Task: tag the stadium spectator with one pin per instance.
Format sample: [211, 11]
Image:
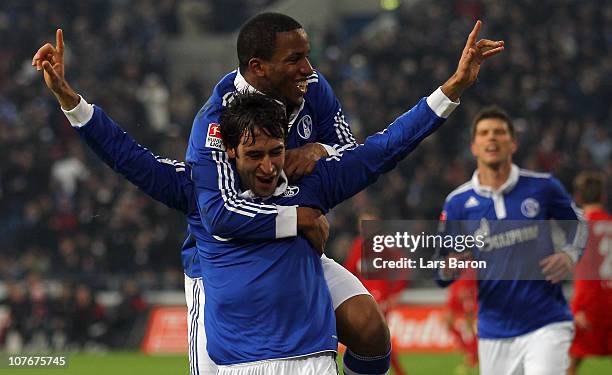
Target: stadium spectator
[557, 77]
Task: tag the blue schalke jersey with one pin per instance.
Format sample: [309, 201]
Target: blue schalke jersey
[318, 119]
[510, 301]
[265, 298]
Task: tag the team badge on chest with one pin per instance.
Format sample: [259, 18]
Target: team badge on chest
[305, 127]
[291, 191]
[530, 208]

____

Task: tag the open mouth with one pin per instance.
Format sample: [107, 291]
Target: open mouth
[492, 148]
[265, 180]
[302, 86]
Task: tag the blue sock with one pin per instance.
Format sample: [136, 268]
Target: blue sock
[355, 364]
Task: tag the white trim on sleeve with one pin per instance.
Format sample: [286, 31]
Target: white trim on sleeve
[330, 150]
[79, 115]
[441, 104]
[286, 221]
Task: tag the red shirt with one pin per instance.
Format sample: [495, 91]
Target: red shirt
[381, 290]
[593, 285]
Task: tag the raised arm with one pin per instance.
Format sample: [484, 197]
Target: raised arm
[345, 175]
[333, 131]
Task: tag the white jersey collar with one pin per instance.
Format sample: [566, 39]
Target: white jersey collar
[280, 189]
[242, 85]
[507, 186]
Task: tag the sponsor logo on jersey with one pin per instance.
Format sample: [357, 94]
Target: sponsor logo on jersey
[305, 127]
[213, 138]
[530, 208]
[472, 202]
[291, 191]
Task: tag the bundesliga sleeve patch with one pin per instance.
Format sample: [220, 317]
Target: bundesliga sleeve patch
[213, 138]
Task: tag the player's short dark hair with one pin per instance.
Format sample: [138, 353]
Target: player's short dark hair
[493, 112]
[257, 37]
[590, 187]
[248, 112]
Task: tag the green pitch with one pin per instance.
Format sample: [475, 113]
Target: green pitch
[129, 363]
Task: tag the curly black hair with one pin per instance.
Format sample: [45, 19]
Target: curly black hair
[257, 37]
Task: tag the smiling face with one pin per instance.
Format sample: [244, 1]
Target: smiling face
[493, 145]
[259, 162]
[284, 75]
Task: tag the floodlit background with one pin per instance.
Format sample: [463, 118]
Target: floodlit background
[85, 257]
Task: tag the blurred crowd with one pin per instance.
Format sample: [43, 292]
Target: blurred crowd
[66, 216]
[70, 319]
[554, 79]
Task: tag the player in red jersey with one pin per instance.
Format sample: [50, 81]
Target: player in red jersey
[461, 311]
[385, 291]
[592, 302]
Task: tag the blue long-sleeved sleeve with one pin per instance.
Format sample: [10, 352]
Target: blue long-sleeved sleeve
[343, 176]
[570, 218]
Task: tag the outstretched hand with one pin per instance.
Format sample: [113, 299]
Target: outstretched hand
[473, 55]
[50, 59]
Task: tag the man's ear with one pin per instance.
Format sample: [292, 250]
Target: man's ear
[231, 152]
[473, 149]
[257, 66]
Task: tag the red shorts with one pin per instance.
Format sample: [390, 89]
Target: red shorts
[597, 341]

____

— Objective —
Collect every line of the items above that contains the word "chest", and copy each one in full.

— Written reply —
Task: tag the team badge on chest with one pin per instance.
Target: team badge on chest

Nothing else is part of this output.